- _GIVEN PASSAGE_:
Pyroptosis is characterized by the N-terminal cleavage of gasdermin D (GSDMD) resulting in oligomerization to form a lytic pore which is facilitated by inflammatory caspases such as 1, 4, 5, 11. The first pathway is the activation of the nuclear factor kappa beta which induces the expression of several proteins that become part of the inflammasome complex consisting of NLRP3 and PPR. The second pathway is the activation of procaspase 1 forming an inflammasome complex activating the GDSMD causing cleavage and the formation of the pore, also active caspase 1 activates cytokines IL-1 beta or IL-18. All these subsequently activated pathways lead to membrane pore formation, an influx of water and ultimately cell rupture causing cell death.
D. Efferocytosis
Efferocytosis is a physiologic phagocytic clearance of apoptotic cells, which modulates inflammatory responses and the immune environment and subsequently facilitates the immune escape of cancer cells, thus promoting tumour development and progression. Efferocytosis is an equilibrium formed between the “find me”, “eat me” and “don’t eat me” signals. This includes complex and coordinated molecular signalling.
1. Find me: The first step in efferocytosis is the recognition of the targeted apoptotic cell through find me signals which can be lipids, proteins, peptides and complex structures from dying cells. These signals act as chemo-attractants which aid in the recruitment of the scavenger cells near the apoptotic site in the initial stages of efferocytosis.
2. Eat me: This step is focused on the engulfment of the apoptotic cells by the arrived phagocytes by detecting the signals such as phosphatidylserine (PS) or calreticulin. These signals are unique surface markers on apoptotic cells which have exposed PS, which help the phagocytic cells to identify such cells and their subsequent engulfment.
3. Don’t eat me: On the contrary, phagocytes are capable of identifying live and normal-healthy cells by don’t eat me signals such as CD47 and CD31.

- _EXERCISES TO COMPLETE_:
**1)** In the passage on pyroptosis and efferocytosis, which two signals let phagocytes identify live, healthy cells?
**2)** Using the passage on pyroptosis and efferocytosis, explain how find me signals support the first step of efferocytosis.
**3)** Reproduce the passage on pyroptosis and efferocytosis from "2. Eat me: This" to "their subsequent engulfment.".

- _DATASET EXCERPTS_:
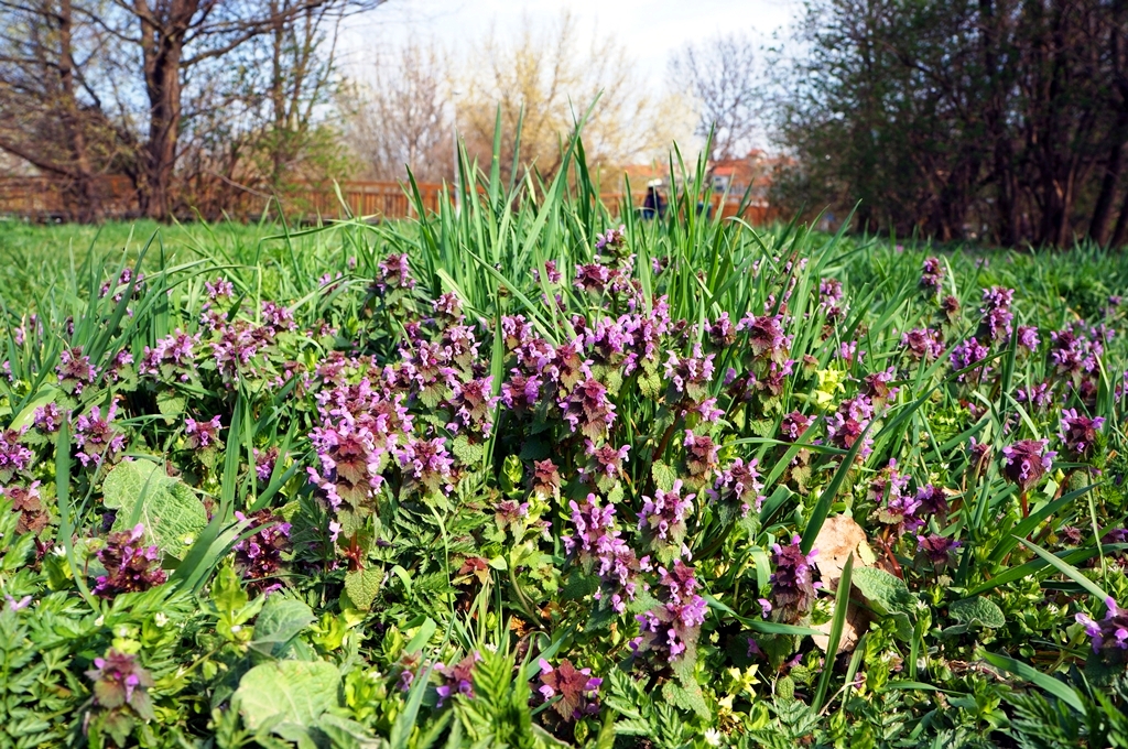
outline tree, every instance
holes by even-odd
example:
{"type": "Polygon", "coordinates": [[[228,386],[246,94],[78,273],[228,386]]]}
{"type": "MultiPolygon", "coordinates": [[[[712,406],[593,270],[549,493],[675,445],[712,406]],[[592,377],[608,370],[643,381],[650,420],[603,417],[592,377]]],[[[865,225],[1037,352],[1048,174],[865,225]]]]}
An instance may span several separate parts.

- _ANSWER LIST_:
**1)** CD47 and CD31.

**2)** Find me signals act as chemo-attractants released from dying cells. They recruit scavenger cells to the apoptotic site, which allows the targeted apoptotic cell to be recognized in the initial stages of efferocytosis.

**3)**
2. Eat me: This step is focused on the engulfment of the apoptotic cells by the arrived phagocytes by detecting the signals such as phosphatidylserine (PS) or calreticulin. These signals are unique surface markers on apoptotic cells which have exposed PS, which help the phagocytic cells to identify such cells and their subsequent engulfment.